> _TEKS YANG DIBERIKAN_
Rabu, 03 Januari 2018

Ketika Kamu Diatas Gunung dan Melihat Orang di bawah Gunung Terasa Kecil

Ketika kamu diatas gunung dan melihat orang di bawah gunung terasa kecil. Tapi kamu lupa. Orang di bawah gunung juga sedang memandangmu bahwa kamu juga terlihat kecil.

Sombong. Sifat yang paling banyak dimiliki setiap orang, meski kadarnya beda-beda. Bahkan pelakunya pun tidak sadar.

Aku pernah dalam posisi itu. Posisi dimana kesombongan menyelimutiku dan seketika itu juga aku meremehkan orang lain. Itu terjadi pas Sekolah sampai kelas 10 SMA. Dulu, aku suka pilih-pilih teman. Kalau gak pinter, anak orang kaya dan cakep/enak dilihat ya gak aku temenin, paling males kalau kelompokan atau main sama kebalikannya. Tapi paling parah ngeremehin orang yang kurang pinter sih. Jadi meskipun dia anak orang kaya dan cakep pun kadang aku ya males. Ngomong seperlunya dan sewajarnya, bahkan jaga jarak. Sifat sombong itu karena aku merasa aku lebih pinter, lebih bisa secara akademik dari mereka, lebih berprestasi, dan jadi siswi kesayangan guru-guru. Di perparah dengan aku menjadi ketua Osis dan sering ikut lomba mapel pas SMP. Behhhhh. Parah bangetttt.

Sejak kelas 2 SMP udah banyak temen-temen yang gak respect. Tapi aku gak khawatir. Karena dulu aku gak punya temen yang real peduli sama aku. Jadi aku biasa aja. Hahaha. Mereka gak bisa ngelebihi aku di masalah nilai matapelajaran dan mendapat penghargaan dari guru, aku dulu juga termasuk apa yang aku pengen, selalu bisa aku dapetin. Tuh kan aku sombong banget.

> _ENTRI HASIL EKSTRAKSI_
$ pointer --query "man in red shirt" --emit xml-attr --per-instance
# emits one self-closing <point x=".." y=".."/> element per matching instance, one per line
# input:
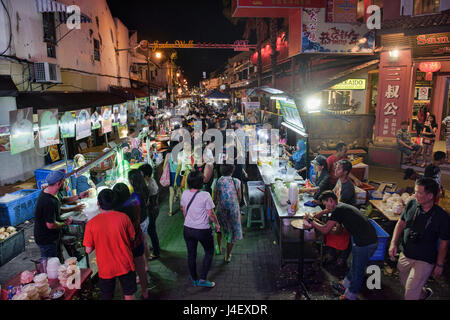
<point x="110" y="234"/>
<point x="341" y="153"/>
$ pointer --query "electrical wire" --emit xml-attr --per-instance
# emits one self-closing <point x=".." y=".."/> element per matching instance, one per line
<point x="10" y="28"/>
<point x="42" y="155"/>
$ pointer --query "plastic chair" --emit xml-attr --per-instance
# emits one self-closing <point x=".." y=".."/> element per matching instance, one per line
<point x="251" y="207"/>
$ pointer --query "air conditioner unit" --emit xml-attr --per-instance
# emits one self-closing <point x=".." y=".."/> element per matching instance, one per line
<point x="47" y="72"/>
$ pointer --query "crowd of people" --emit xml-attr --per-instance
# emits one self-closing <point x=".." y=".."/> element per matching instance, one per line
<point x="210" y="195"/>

* * *

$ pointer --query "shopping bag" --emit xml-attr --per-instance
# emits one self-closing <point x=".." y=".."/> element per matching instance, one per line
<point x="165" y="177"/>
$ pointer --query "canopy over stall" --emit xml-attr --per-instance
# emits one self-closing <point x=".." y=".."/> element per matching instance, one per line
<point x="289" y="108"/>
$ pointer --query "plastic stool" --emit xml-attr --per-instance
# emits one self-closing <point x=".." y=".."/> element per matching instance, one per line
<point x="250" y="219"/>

> _PETUNJUK LATIHAN_
Jawab pertanyaan singkat tentang tulisan mengenai sifat sombong ini.
(a) Sampai kelas berapa penulis mengalami kesombongan itu?
(b) Jabatan apa yang pernah dipegang penulis?
(c) Sejak kelas berapa sudah banyak teman yang tidak respek kepada penulis?
Entri tersebut tidak diperlukan untuk latihan ini.

> _JAWABAN_
(a) Sampai kelas 10 SMA.
(b) Ketua OSIS.
(c) Sejak kelas 2 SMP.